### Provided records
* * * * * * * * *
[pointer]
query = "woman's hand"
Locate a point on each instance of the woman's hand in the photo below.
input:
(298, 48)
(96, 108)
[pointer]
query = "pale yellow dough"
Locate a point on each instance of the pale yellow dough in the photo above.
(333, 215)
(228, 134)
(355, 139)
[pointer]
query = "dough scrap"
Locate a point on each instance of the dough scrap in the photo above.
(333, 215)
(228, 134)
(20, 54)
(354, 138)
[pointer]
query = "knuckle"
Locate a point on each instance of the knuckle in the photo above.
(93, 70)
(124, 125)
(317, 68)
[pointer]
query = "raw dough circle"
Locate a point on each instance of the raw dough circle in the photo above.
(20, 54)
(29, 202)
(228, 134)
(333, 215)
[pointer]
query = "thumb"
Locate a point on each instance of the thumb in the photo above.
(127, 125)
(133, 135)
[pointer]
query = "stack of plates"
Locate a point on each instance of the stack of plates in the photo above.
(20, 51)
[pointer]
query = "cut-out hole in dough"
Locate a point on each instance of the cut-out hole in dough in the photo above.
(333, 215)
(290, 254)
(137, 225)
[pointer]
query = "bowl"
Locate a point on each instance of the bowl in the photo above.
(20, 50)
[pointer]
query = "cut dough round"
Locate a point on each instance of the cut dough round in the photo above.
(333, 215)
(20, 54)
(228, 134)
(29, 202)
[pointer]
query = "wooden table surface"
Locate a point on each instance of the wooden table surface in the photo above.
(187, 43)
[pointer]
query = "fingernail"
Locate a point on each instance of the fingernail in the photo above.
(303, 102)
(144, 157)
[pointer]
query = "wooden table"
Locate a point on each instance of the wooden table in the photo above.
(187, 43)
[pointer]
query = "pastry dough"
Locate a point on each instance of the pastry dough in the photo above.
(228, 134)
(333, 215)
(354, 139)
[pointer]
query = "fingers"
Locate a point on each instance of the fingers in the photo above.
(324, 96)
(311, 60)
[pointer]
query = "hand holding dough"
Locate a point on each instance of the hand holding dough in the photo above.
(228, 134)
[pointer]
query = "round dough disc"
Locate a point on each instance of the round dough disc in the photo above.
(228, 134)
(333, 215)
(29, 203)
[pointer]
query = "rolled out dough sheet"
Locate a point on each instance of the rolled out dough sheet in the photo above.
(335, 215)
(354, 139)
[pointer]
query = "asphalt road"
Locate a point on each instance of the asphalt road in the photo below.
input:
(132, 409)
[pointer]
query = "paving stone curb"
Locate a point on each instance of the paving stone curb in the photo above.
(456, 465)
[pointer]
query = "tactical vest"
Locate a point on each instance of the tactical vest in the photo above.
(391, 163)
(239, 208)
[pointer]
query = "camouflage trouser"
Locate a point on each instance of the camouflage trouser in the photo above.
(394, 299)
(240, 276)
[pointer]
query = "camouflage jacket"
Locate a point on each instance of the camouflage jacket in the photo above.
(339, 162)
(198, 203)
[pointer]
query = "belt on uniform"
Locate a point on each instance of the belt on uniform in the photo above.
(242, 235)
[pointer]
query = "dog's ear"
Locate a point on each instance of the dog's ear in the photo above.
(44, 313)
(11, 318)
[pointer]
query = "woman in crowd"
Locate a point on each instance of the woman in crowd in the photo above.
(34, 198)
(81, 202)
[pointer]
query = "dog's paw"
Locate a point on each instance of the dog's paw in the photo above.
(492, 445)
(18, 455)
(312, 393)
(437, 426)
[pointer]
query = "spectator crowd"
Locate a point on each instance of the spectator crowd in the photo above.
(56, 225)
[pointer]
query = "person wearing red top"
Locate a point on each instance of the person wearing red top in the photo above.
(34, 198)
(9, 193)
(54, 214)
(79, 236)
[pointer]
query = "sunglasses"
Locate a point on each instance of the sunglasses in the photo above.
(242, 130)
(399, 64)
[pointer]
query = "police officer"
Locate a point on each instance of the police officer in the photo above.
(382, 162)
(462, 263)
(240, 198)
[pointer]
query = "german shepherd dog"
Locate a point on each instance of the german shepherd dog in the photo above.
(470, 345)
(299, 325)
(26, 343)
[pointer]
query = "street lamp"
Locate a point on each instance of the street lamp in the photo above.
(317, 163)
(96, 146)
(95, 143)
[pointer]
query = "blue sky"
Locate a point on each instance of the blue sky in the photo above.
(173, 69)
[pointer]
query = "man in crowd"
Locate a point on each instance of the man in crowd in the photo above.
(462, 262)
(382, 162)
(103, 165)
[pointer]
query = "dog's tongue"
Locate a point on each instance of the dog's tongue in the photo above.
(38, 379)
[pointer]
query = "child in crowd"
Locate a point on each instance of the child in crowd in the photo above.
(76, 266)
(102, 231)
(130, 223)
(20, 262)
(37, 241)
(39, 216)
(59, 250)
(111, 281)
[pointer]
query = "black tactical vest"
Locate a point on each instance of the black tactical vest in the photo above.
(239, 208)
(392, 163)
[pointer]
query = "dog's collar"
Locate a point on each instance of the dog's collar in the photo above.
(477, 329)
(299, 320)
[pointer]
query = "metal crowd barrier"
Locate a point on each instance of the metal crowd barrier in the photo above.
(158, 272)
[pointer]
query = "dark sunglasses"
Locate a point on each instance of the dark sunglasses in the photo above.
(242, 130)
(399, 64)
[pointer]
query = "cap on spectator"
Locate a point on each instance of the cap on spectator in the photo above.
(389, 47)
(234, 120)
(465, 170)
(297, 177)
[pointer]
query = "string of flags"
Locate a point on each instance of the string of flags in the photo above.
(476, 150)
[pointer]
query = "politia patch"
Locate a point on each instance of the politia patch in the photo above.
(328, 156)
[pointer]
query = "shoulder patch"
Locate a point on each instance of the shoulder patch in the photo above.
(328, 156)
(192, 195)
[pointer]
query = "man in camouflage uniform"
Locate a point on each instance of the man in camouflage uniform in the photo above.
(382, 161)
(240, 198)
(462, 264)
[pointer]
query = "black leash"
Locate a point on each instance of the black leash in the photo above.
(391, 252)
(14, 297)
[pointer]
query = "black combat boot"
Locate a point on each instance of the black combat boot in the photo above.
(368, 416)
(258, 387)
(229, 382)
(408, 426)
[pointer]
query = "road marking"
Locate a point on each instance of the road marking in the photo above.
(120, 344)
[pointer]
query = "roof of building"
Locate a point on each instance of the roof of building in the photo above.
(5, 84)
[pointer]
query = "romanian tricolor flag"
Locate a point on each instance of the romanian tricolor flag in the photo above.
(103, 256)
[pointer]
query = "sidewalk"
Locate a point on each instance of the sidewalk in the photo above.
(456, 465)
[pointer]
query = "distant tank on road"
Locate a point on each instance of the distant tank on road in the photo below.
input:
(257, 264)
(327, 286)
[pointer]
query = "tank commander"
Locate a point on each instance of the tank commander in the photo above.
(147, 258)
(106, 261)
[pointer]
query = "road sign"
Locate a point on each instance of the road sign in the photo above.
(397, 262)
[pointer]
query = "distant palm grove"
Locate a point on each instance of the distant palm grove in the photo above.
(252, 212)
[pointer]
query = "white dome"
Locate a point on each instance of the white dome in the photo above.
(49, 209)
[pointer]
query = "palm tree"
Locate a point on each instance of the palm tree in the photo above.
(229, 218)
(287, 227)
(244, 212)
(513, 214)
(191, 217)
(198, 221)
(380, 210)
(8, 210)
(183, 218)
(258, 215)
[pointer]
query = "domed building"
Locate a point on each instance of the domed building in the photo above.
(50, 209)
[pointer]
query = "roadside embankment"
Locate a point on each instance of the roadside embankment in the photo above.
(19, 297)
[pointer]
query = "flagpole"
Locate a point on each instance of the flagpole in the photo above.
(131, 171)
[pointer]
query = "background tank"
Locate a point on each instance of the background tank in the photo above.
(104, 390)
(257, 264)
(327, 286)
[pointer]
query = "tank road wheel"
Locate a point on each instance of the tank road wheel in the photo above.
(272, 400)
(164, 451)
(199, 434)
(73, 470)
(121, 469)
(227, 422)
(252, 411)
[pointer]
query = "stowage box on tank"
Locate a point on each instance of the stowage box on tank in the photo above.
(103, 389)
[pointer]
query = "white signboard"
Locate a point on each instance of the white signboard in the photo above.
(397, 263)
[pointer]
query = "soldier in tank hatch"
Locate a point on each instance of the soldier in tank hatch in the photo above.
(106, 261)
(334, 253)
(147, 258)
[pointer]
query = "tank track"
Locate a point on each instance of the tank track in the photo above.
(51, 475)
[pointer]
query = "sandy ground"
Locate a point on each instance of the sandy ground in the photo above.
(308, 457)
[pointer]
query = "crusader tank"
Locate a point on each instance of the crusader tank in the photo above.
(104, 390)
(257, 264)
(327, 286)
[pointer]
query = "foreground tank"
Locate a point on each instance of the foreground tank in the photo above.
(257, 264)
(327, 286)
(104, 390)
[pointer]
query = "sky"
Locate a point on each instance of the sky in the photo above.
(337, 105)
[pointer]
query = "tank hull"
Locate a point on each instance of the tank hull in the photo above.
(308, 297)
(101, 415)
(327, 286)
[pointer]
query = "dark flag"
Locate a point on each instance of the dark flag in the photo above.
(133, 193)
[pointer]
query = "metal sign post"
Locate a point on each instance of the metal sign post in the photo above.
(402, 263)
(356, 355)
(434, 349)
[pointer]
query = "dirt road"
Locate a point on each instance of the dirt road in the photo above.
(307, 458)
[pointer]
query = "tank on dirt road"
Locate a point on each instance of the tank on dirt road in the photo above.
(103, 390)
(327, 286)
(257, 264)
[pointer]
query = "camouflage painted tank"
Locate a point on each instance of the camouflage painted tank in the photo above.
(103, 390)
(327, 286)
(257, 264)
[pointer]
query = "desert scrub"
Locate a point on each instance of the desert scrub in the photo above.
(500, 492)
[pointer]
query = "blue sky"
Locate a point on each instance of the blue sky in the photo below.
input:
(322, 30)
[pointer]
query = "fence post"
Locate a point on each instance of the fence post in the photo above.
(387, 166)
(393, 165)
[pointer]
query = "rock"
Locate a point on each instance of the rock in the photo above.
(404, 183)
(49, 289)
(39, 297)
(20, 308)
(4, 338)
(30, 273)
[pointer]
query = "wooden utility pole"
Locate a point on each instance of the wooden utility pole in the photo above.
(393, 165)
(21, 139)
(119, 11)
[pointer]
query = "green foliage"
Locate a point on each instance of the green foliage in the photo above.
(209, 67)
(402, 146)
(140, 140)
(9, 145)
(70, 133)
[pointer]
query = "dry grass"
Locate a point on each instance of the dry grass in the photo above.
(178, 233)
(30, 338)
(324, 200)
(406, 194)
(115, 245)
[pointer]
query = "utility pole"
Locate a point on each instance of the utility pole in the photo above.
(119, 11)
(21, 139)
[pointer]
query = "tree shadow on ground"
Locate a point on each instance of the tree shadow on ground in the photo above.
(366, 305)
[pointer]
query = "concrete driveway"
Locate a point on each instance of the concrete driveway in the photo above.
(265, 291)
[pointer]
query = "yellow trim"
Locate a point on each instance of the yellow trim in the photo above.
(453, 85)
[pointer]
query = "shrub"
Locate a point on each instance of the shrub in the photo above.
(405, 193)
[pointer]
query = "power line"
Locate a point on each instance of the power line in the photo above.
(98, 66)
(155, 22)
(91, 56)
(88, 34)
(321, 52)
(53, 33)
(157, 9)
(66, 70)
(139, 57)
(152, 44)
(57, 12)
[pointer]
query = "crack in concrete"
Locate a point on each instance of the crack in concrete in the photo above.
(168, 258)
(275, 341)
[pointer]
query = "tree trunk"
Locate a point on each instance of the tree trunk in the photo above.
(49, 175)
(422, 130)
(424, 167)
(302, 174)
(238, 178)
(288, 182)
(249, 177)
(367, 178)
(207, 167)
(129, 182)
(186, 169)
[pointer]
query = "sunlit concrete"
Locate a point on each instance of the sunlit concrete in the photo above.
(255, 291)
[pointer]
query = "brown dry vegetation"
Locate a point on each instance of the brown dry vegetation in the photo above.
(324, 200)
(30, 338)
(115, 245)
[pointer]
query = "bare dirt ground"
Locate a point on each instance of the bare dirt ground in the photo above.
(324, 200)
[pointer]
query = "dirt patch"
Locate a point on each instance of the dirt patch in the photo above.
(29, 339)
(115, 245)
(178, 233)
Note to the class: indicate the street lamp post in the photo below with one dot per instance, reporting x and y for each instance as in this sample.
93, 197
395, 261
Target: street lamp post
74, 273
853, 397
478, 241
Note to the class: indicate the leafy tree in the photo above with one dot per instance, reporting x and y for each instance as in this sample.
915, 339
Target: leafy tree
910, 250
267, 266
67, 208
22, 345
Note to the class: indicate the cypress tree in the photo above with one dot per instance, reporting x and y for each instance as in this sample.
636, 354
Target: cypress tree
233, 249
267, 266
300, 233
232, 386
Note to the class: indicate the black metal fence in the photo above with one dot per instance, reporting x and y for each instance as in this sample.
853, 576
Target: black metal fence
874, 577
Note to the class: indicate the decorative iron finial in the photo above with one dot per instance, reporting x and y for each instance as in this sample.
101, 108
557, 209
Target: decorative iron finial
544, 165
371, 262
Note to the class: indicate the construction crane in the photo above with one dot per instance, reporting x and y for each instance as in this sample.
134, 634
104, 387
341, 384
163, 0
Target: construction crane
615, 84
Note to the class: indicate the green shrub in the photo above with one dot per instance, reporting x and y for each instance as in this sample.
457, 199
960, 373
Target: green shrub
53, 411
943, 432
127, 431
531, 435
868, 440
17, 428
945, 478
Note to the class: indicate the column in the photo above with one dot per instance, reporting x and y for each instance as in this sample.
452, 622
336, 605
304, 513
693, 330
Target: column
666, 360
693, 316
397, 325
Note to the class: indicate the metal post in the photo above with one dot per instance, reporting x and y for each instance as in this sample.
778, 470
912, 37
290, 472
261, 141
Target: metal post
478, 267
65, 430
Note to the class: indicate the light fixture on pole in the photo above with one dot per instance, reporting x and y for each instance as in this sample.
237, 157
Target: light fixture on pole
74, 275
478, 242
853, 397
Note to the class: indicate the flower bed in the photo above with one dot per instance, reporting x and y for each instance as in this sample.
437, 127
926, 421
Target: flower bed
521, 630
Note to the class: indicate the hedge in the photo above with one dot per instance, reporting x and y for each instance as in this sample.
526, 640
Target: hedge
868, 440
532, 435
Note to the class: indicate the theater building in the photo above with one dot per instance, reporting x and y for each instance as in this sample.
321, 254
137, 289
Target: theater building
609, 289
* * * * * * * * *
### Try it
Pull every line containing "asphalt" from the entries above and copy it.

### Response
query = "asphalt road"
Locate a point on each instance of the asphalt road in the photo below.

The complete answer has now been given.